__WHAT YOU WILL DO__
Which lines in the material below contain the string "fruit", matching case exactly? Pick out and copy every such line.

__SUPPLIED DATA__
>> START

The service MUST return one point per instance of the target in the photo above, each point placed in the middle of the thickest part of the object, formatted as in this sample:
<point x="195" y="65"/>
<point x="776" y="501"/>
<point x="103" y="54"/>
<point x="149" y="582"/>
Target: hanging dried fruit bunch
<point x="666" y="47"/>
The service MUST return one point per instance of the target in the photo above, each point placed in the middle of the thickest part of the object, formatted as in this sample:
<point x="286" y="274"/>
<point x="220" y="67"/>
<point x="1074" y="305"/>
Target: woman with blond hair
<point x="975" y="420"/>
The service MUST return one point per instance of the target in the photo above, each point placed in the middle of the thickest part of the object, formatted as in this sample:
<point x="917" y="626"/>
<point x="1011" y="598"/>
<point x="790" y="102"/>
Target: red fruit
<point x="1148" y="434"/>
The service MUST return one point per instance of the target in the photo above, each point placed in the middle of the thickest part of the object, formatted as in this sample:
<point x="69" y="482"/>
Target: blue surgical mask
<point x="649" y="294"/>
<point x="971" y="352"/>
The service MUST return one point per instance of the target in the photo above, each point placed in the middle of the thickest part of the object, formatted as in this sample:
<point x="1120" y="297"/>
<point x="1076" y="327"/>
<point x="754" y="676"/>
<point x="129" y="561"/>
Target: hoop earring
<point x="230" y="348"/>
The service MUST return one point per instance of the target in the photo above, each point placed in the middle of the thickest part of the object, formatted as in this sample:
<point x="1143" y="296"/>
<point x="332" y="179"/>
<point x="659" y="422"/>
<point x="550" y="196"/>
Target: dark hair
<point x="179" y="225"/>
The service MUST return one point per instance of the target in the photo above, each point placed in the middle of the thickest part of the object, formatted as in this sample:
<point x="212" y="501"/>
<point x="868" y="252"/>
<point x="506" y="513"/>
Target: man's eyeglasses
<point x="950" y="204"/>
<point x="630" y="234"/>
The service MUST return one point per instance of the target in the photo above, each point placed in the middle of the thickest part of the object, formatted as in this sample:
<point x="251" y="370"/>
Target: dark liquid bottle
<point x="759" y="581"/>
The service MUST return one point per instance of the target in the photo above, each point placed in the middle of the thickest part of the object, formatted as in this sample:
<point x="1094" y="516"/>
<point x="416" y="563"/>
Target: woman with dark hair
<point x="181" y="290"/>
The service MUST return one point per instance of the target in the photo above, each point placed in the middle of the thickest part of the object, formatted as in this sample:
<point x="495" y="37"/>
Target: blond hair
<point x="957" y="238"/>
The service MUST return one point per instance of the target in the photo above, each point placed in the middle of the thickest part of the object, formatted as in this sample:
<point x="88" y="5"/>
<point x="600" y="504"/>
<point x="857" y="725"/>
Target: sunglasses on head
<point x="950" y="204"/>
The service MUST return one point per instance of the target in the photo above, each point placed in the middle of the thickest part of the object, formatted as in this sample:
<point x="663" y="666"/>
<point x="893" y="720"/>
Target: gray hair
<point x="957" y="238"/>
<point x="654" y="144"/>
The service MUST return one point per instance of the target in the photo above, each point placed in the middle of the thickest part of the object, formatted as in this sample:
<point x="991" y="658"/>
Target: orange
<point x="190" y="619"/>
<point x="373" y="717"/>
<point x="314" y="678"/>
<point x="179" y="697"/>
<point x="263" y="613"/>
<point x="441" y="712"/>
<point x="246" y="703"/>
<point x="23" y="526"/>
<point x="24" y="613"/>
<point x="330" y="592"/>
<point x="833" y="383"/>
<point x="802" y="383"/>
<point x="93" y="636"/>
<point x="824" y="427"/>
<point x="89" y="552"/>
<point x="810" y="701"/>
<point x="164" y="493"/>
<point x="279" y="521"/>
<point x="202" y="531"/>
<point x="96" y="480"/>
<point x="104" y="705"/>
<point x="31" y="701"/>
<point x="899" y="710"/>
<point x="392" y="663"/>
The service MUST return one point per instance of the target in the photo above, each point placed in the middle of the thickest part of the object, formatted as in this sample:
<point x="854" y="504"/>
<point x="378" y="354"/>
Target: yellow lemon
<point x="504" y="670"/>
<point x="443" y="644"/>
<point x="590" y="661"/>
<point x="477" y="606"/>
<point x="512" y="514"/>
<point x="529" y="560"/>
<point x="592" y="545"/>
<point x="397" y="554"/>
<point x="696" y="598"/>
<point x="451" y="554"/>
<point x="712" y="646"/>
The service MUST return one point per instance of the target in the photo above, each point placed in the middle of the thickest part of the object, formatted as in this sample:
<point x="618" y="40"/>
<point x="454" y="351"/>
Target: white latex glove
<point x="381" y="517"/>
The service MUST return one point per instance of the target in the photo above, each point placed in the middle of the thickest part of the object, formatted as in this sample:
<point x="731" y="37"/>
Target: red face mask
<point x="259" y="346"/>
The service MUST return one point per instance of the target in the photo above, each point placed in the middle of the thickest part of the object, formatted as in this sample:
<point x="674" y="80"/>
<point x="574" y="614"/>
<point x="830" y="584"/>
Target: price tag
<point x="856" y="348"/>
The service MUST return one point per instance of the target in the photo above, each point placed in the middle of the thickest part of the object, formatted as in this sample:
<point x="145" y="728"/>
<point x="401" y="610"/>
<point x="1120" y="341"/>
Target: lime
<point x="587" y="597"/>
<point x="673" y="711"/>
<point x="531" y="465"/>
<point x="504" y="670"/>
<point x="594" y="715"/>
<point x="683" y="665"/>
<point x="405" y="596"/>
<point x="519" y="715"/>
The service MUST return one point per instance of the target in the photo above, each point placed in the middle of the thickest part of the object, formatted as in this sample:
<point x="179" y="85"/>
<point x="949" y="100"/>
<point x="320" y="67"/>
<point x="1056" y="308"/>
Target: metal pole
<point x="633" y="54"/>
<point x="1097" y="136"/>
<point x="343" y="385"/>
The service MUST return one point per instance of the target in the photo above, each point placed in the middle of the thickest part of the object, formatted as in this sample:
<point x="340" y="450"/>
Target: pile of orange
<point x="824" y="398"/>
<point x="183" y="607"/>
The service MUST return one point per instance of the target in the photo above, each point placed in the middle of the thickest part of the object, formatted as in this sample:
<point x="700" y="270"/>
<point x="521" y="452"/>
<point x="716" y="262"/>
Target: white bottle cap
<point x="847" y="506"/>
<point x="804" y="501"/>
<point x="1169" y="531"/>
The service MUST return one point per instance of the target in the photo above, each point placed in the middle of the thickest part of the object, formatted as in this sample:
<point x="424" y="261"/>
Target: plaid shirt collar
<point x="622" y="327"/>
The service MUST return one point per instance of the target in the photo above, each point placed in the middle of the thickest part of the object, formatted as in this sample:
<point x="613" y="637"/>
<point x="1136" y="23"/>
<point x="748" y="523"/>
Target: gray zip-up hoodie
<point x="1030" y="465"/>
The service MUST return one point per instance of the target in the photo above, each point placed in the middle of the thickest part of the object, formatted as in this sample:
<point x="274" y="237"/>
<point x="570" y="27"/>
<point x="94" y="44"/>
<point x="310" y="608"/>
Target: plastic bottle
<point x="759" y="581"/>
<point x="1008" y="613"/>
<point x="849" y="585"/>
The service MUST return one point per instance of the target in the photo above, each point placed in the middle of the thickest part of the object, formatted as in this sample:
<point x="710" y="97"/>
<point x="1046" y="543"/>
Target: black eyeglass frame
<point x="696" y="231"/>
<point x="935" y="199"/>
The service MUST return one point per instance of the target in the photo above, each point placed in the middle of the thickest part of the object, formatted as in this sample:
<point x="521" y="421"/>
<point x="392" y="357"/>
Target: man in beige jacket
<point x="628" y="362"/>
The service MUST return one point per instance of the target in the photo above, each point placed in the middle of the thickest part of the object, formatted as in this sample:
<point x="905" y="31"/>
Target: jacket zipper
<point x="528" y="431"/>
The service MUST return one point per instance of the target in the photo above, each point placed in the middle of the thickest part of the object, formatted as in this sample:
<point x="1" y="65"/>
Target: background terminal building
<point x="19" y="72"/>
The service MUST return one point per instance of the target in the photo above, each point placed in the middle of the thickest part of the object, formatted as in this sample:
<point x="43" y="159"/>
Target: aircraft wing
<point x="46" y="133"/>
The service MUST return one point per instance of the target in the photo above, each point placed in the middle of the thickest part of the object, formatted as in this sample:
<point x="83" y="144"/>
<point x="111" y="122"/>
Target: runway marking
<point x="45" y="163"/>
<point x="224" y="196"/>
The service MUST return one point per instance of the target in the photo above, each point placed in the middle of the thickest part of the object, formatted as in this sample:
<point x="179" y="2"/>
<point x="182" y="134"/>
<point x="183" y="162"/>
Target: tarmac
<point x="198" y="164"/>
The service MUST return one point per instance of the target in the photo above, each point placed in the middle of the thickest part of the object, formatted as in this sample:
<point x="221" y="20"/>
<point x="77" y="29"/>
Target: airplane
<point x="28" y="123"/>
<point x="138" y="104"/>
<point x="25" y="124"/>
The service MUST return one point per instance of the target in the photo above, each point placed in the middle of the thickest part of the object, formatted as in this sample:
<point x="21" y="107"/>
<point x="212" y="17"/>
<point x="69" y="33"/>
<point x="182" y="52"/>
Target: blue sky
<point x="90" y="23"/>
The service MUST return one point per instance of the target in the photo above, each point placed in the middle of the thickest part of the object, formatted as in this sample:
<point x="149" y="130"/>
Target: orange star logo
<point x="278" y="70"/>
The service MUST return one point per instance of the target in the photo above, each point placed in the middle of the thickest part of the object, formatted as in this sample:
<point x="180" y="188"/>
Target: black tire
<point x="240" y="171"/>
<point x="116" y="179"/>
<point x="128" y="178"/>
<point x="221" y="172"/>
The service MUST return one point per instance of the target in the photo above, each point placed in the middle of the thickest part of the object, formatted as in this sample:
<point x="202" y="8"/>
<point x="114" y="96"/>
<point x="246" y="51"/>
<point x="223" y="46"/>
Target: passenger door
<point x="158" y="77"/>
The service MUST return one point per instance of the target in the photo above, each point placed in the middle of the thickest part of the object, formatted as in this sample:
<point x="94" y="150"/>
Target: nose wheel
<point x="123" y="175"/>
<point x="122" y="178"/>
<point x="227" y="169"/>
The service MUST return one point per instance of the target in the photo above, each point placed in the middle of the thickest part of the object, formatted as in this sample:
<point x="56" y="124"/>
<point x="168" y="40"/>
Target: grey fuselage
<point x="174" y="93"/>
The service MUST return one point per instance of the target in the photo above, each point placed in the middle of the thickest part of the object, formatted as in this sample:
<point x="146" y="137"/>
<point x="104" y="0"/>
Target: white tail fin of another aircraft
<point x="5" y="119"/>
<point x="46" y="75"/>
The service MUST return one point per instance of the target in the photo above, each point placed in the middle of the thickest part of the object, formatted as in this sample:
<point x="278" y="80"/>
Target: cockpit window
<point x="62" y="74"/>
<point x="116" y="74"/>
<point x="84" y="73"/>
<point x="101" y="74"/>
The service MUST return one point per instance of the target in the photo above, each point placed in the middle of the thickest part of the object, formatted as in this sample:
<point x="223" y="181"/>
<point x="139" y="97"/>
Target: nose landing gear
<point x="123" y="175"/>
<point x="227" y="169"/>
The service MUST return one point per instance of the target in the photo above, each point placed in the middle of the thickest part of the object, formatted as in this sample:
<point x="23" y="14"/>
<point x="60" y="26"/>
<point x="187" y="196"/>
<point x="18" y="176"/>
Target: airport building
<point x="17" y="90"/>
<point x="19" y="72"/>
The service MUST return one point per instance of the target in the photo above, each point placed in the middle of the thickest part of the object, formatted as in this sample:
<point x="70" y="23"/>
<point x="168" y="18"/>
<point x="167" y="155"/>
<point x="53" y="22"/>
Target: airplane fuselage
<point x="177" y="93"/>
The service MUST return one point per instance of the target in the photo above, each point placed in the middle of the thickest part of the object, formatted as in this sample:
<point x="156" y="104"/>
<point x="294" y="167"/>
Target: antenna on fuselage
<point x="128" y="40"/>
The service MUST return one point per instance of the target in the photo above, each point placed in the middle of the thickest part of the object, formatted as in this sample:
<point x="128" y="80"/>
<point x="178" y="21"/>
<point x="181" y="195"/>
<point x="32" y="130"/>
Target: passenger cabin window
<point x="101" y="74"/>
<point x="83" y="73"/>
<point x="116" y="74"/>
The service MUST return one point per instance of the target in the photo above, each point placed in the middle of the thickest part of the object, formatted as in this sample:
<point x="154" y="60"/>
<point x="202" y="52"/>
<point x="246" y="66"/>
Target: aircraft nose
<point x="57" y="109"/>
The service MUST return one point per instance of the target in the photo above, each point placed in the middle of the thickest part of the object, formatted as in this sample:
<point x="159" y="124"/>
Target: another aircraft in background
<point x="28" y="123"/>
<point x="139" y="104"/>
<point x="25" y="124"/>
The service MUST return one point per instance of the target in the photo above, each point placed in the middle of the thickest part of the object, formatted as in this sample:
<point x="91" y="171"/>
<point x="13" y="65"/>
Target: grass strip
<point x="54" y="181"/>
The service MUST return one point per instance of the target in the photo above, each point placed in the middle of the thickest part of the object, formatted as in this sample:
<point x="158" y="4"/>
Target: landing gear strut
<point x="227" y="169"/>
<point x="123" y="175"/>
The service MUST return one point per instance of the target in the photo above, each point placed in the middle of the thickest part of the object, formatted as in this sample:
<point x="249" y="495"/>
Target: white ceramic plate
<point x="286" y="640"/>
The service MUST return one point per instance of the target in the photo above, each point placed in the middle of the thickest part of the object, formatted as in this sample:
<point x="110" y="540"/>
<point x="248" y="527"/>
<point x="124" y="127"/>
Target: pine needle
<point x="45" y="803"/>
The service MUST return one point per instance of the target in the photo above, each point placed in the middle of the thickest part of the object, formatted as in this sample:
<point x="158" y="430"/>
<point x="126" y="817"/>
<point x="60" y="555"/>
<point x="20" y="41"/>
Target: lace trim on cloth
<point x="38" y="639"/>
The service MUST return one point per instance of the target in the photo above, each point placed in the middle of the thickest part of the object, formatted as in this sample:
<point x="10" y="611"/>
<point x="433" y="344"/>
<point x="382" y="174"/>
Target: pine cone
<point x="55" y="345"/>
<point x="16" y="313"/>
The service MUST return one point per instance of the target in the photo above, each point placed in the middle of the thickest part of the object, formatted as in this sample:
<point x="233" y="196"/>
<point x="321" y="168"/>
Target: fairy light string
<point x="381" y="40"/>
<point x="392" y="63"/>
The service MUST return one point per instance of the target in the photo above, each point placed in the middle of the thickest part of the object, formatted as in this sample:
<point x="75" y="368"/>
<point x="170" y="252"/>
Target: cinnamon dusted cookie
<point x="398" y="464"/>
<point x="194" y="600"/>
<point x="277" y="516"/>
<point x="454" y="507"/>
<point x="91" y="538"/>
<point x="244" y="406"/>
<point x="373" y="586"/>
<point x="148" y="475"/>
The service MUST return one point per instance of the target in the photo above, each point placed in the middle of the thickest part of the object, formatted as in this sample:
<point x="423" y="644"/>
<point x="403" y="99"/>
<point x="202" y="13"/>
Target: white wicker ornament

>> END

__FULL SOLUTION__
Target: hanging dried fruit bunch
Target: red fruit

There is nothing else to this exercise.